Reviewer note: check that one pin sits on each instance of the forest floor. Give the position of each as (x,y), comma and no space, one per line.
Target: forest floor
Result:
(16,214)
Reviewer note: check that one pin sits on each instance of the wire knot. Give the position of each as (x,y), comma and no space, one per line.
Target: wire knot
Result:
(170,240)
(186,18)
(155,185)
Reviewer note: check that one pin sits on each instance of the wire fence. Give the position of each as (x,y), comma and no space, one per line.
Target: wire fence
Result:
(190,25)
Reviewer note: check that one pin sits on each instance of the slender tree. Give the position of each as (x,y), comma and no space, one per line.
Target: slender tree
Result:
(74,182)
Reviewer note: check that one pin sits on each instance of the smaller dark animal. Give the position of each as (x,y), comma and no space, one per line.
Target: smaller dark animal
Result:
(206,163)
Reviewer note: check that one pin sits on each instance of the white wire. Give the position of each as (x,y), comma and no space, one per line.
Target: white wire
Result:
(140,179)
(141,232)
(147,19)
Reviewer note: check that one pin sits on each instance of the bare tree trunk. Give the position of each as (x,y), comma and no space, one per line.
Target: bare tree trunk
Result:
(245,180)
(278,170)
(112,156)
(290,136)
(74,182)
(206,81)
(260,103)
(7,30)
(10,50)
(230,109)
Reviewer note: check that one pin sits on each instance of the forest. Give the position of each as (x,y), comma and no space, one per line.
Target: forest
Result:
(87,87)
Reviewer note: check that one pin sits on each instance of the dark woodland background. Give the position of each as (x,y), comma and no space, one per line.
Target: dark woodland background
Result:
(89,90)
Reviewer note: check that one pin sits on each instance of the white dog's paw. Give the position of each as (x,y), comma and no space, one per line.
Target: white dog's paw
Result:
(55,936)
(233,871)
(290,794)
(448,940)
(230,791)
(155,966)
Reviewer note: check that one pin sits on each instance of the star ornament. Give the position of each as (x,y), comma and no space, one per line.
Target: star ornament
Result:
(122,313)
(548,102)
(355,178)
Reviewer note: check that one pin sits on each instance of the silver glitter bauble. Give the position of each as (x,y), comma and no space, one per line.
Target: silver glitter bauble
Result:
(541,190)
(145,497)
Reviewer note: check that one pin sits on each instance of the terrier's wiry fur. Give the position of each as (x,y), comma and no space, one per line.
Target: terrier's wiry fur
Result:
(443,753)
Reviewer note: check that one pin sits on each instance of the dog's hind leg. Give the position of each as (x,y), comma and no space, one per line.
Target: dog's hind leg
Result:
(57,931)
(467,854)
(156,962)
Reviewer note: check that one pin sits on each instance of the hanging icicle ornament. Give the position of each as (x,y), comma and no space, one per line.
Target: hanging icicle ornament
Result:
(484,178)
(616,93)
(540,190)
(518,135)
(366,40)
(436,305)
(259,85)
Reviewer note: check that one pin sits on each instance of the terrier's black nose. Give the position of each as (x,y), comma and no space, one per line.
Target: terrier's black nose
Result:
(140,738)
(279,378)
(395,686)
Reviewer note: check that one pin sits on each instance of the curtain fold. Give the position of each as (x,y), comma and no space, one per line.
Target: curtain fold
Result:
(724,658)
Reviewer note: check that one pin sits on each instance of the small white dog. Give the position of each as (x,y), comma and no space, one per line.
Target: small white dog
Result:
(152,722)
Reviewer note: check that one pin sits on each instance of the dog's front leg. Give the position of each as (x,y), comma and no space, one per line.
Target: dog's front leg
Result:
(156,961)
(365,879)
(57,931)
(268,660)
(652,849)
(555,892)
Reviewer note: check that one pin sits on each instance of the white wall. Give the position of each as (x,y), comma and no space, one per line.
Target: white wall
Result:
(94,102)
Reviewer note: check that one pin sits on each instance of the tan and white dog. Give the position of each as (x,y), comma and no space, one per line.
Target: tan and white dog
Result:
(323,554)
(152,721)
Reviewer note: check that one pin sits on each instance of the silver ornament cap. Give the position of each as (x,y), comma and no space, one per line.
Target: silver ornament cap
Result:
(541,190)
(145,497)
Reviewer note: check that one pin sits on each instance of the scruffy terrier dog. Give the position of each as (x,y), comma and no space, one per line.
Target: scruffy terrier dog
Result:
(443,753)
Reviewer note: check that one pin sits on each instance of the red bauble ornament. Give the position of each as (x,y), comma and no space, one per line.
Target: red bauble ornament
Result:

········

> **Exercise goal**:
Copy out all of the lines above, word for word and unchanged.

> **Answer in full**:
Reviewer note: check that one pin sits on each instance of the forest floor. Give the position of each as (x,y), comma and no space, one per line.
Target: forest floor
Result:
(16,214)
Reviewer note: check that one pin sits on each instance of the wire knot. Give the position of each as (x,y), comma and no space, one per line.
Target: wire knot
Result:
(170,240)
(186,18)
(155,185)
Reviewer note: check that one pin sits on each instance of the wire fence. Give the position of each as (x,y), comma and no space, one per line.
Target: wire fence
Result:
(190,25)
Reviewer note: check that one pin sits on each instance of the slender tree. Give the position of each as (x,y), comma and no space, one per line.
Target: slender tree
Result:
(74,182)
Reviewer note: check that one pin sits on each instance of the smaller dark animal. Give the position of each as (x,y), comma and no space, one per line.
Target: smaller dark animal
Result:
(206,163)
Reviewer note: check that one pin sits on each instance of the white wire. Give the position of each as (x,y), comma and no space, one per line.
Target: white wire
Result:
(140,179)
(141,232)
(147,19)
Reviewer note: check that one pin sits on each instance of the bare tree trunk. Give the position of each as (x,y), comma and no space, one per line.
Target: bare tree trunk
Result:
(245,180)
(278,170)
(112,156)
(290,136)
(74,182)
(206,81)
(260,103)
(7,30)
(10,50)
(230,109)
Reviewer note: check that one pin sits on each instance of the forest. Give the position of each as (x,y), comma and no space, one per line.
Target: forest
Result:
(87,87)
Reviewer note: check that one pin sits on each instance of the dark woodland background. Give the position of each as (x,y), comma and no space, one per line.
Target: dark woodland background
Result:
(89,90)
Reviewer note: check that one pin sits on each instance of the white dog's paw. Give the position of each as (x,y), comma and no space, one per line.
Target: white dog's paw
Result:
(55,936)
(233,871)
(290,794)
(448,940)
(230,791)
(155,966)
Reviewer note: check that one pin sits on each instance of the star ornament. Give the position of each as (x,y), comma and no space, one per line.
Target: star ornament
Result:
(122,313)
(548,102)
(355,178)
Reviewer note: check that one pin sits on each instance of the silver glitter bauble. Give the position of each as (x,y), comma and no space, one per line.
Target: silver glitter bauble
Result:
(541,190)
(145,497)
Reviewer note: check that one pin sits on each instance of the terrier's wiry fur. Give the position of each as (x,y), comma and no space, one per line.
Target: terrier's wiry fur
Result:
(443,753)
Reviewer note: check that one pin sits on each instance of the dog's hind leg. Give the position of each as (x,y), comma and no space, one per line.
Target: dog's hind leg
Result:
(57,931)
(467,854)
(156,962)
Reviewer note: check that one pin sits on each instance of the hanging icicle ornament. Give the position of each as (x,y), comma and no space, one per line.
Target: hanging icicle ornament
Result:
(484,178)
(616,93)
(540,190)
(518,135)
(366,40)
(436,305)
(259,85)
Reviewer note: check that one pin sits on each instance of the terrier's black nose. Give the position of each as (x,y), comma and no space, one per line.
Target: terrier's black nose
Result:
(140,738)
(279,378)
(395,686)
Reviewer note: check that one pin sits on each instance of the curtain fold. Give the position of each as (x,y), comma and no space, one per line.
Target: curtain fold
Result:
(724,658)
Reviewer note: check that one pin sits on each instance of the small white dog. Give the position of each as (x,y), comma and no space, one per line.
Target: small white dog
Result:
(152,722)
Reviewer note: check that one pin sits on each instance of the dog's front leg. Give the position of each as (x,y), comma and no space, one per line.
Target: dog's front leg
Result:
(156,961)
(365,879)
(57,931)
(268,660)
(652,849)
(555,892)
Reviewer note: check that one pin sits on each instance of the white wall. Give the position of each as (x,y), comma and no space, one per line.
Target: white wall
Result:
(94,102)
Reviewer note: check that one pin sits on each instance of the tan and white dog. Give the position of each as (x,y), comma and no space, one per line.
Target: tan and white dog
Result:
(323,554)
(152,721)
Reviewer note: check that one pin sits on each instance of the silver ornament cap. Give the position of each as (x,y), comma and no space, one per line.
Target: silver ornament cap
Result:
(541,190)
(145,497)
Reviewer note: check that one pin sits on each instance of the scruffy terrier dog. Give the position of each as (x,y), comma and no space, one per line.
Target: scruffy terrier dog
Result:
(443,753)
Reviewer note: check that one pin sits on each instance of the red bauble ornament. Give the position of each as (x,y), comma and no space, one per line.
Target: red bauble ornament
Result:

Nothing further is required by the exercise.